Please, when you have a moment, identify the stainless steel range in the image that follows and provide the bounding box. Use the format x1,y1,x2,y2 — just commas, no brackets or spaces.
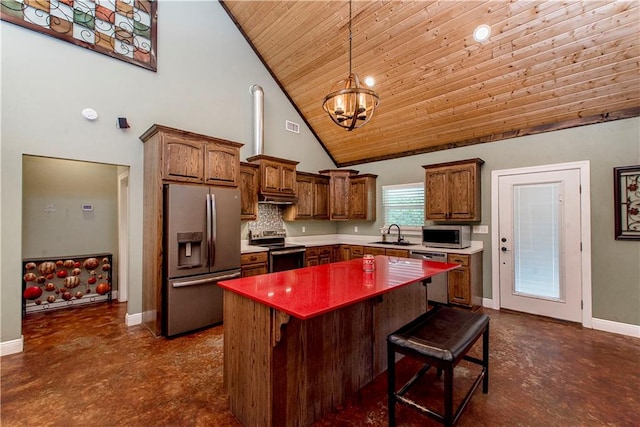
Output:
249,230,307,273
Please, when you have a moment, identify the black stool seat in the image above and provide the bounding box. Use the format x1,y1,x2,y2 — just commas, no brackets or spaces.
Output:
387,306,489,426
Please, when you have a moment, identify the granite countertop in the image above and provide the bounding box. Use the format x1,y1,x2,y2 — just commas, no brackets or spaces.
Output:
240,234,483,255
218,255,459,320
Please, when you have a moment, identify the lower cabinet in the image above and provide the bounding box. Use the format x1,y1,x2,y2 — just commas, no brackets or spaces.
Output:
240,252,269,277
447,252,482,307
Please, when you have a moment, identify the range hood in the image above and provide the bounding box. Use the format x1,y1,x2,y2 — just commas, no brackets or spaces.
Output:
258,194,298,205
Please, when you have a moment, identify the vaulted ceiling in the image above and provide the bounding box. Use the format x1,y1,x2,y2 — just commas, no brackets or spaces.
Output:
221,0,640,166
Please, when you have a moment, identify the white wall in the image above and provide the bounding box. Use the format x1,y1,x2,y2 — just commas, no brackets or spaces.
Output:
0,0,334,342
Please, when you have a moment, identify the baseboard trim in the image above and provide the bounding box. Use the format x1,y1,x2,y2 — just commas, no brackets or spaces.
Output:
591,318,640,338
124,313,142,326
0,335,24,356
482,298,495,309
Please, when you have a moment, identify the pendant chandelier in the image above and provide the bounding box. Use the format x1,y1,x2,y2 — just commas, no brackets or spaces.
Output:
322,0,380,131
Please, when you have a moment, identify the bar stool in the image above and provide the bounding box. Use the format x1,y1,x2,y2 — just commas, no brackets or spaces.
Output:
387,306,489,426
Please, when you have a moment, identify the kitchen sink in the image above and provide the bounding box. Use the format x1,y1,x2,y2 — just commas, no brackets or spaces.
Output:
371,240,413,246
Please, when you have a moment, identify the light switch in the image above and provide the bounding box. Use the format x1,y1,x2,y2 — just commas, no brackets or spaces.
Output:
473,225,489,234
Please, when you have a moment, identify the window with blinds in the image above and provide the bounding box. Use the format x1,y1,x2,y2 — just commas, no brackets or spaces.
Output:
382,182,424,231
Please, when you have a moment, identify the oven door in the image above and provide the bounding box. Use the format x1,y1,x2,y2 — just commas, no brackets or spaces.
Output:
269,247,307,273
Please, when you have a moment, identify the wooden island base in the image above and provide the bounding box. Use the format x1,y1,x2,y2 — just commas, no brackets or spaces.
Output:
224,282,427,426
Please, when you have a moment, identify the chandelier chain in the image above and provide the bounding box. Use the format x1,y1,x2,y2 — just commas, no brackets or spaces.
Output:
349,0,353,75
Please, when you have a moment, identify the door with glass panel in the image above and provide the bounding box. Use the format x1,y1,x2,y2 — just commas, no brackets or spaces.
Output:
498,169,582,322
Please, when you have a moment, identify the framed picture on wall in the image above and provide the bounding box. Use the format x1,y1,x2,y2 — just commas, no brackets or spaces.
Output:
613,165,640,240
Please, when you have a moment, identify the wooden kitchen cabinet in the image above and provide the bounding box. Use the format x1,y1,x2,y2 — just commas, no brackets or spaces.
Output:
140,124,243,336
422,159,484,221
140,125,242,187
336,245,351,261
320,169,358,221
305,246,333,267
349,174,378,221
240,252,269,277
247,154,298,199
447,252,482,307
350,245,364,259
239,162,258,221
283,172,329,221
320,169,377,221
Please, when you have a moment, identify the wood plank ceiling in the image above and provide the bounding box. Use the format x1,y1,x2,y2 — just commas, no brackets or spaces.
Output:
222,0,640,166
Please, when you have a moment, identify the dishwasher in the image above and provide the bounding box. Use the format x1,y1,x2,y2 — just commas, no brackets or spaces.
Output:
411,249,449,304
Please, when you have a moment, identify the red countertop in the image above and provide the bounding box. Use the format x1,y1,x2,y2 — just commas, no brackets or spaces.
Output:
218,255,459,320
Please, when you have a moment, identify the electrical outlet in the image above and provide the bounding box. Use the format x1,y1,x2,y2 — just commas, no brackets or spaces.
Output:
473,225,489,234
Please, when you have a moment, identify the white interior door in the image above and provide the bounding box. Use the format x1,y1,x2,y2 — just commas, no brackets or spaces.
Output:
498,169,582,322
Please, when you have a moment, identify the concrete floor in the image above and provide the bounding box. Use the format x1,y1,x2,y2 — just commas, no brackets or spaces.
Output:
0,303,640,427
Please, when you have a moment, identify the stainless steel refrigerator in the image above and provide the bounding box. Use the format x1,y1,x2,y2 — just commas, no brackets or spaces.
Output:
163,184,240,336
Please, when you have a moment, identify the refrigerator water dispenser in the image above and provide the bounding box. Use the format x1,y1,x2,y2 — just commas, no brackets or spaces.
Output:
178,232,204,268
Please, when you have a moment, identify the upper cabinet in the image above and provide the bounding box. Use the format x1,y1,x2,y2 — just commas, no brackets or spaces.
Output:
422,159,484,222
283,172,329,221
240,162,258,221
349,174,377,221
247,154,298,201
320,169,377,221
140,125,242,187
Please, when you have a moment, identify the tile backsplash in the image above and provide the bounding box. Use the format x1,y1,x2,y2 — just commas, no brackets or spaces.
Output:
248,203,284,231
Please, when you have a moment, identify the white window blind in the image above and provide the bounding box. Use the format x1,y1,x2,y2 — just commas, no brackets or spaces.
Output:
382,182,424,231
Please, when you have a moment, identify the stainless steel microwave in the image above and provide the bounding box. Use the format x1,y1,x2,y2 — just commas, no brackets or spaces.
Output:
422,225,471,249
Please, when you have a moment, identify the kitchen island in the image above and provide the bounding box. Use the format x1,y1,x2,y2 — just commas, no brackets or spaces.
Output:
219,256,458,426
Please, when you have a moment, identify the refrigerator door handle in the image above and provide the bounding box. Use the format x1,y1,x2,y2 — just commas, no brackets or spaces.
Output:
209,194,218,267
172,272,240,288
207,194,213,267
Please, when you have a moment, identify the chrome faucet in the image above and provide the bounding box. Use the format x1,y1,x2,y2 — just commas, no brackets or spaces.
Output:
387,224,402,243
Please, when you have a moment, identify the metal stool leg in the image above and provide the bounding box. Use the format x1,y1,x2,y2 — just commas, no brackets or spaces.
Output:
444,363,453,426
387,343,396,427
482,324,489,394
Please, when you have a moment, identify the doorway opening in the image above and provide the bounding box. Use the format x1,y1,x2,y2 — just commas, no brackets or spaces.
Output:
491,161,592,327
22,155,129,322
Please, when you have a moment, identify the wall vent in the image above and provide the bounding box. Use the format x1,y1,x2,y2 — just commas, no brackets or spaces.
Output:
285,120,300,133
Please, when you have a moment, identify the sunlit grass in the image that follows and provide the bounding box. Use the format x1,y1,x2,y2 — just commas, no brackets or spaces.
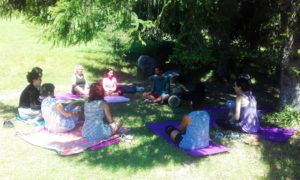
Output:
0,19,300,179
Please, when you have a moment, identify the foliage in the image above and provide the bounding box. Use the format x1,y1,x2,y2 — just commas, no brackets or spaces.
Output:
262,106,300,127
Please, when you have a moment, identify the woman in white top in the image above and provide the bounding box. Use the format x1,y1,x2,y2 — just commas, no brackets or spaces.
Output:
72,64,89,95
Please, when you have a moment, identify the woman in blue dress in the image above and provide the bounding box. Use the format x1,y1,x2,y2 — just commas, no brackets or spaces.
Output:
41,83,81,133
165,83,210,149
82,83,122,141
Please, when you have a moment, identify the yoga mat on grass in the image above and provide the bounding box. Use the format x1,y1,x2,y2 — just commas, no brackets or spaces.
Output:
16,114,45,127
252,127,295,143
55,93,130,103
55,93,82,101
17,125,129,156
147,121,230,157
104,96,130,103
204,108,295,142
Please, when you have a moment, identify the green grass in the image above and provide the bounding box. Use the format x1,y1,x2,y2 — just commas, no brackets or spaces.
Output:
0,19,300,179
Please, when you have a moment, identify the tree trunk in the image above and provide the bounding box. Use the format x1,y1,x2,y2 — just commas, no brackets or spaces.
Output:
279,1,300,112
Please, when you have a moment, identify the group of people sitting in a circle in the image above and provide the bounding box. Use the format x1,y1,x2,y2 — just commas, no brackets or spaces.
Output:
18,65,259,149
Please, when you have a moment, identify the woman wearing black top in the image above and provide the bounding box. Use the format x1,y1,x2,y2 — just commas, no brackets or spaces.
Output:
18,69,42,121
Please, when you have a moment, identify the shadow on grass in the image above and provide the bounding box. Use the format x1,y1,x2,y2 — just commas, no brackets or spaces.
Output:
262,141,300,179
0,102,17,120
69,127,206,171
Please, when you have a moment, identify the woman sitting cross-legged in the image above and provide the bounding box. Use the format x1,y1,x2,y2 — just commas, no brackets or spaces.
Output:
41,83,81,133
216,74,260,133
72,64,89,95
165,84,210,149
18,70,42,122
82,83,122,141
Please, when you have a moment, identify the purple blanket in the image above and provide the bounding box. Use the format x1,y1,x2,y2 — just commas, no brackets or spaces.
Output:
147,121,229,157
204,108,295,142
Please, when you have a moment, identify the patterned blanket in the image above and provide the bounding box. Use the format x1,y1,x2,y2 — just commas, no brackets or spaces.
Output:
17,125,129,156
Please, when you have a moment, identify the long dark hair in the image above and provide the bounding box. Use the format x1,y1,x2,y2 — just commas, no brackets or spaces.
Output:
89,83,104,101
26,71,41,84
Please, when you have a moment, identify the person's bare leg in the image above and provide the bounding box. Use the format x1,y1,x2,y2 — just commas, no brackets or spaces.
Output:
109,121,123,135
74,86,85,94
170,129,179,141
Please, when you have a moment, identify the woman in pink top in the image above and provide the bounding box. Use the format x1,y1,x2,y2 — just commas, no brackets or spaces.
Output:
99,69,144,96
102,69,119,96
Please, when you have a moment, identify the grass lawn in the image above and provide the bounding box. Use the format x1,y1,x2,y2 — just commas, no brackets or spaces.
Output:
0,19,300,179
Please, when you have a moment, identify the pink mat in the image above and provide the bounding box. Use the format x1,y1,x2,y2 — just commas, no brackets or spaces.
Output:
17,125,129,156
147,121,230,157
55,93,130,104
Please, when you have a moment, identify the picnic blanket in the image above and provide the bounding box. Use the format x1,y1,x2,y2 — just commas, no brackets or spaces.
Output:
147,121,230,157
104,96,130,103
252,127,295,143
204,108,295,142
55,93,130,103
16,125,129,156
16,114,45,127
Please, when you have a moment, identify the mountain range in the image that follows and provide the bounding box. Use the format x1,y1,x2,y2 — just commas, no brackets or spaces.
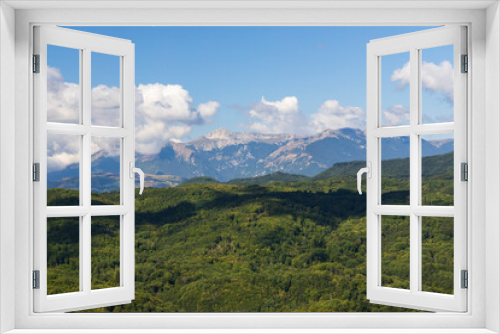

§ **Aim**:
Convert the records from the line containing "Please, when you have a moment, identify the yoga" through the line containing "69,127,206,171", both included, into a numbered list, leaving out any blank lines.

§ **Result**:
1. Please, when you have a moment, identify the yoga mat on grass in the image above and provide the bounding box. Use the format x1,y1,x2,y2 — just commas, no brackets or spaces.
2. Output:
3. 16,114,45,127
4. 252,127,295,143
5. 55,93,130,103
6. 55,93,82,101
7. 17,125,129,156
8. 147,121,230,157
9. 104,96,130,103
10. 204,108,295,142
11. Please, when you have a moment, identify the green grass in the image above and provide the bounding box. Use the format x1,y1,x2,y2 — just commas, no brackets or spaces.
12. Output:
13. 0,19,300,179
14. Please, when you have a moment, identify the tree trunk in the image above and provide the bounding box. Use the format x1,y1,x2,y2 — just commas, no brackets or spaces.
15. Output:
16. 279,1,300,112
17. Please, when you have a moment, identify the group of people sitting in a circle in the image above and provide the bounding box. Use the format x1,y1,x2,y2 — just commas, no brackets or spaces.
18. Output:
19. 18,65,259,149
20. Please, when you have a moment, identify the woman wearing black top in the image above and provide the bounding box. Use the format x1,y1,x2,y2 — just commas, no brackets or spaces.
21. Output:
22. 18,69,42,121
23. Please, when you have a moment, identify the shadow on grass in the image above and provide the bounding box. Use the format x1,y1,x2,y2 — just commas, no brackets or spaces.
24. Output:
25. 262,141,300,179
26. 0,102,17,120
27. 69,127,206,171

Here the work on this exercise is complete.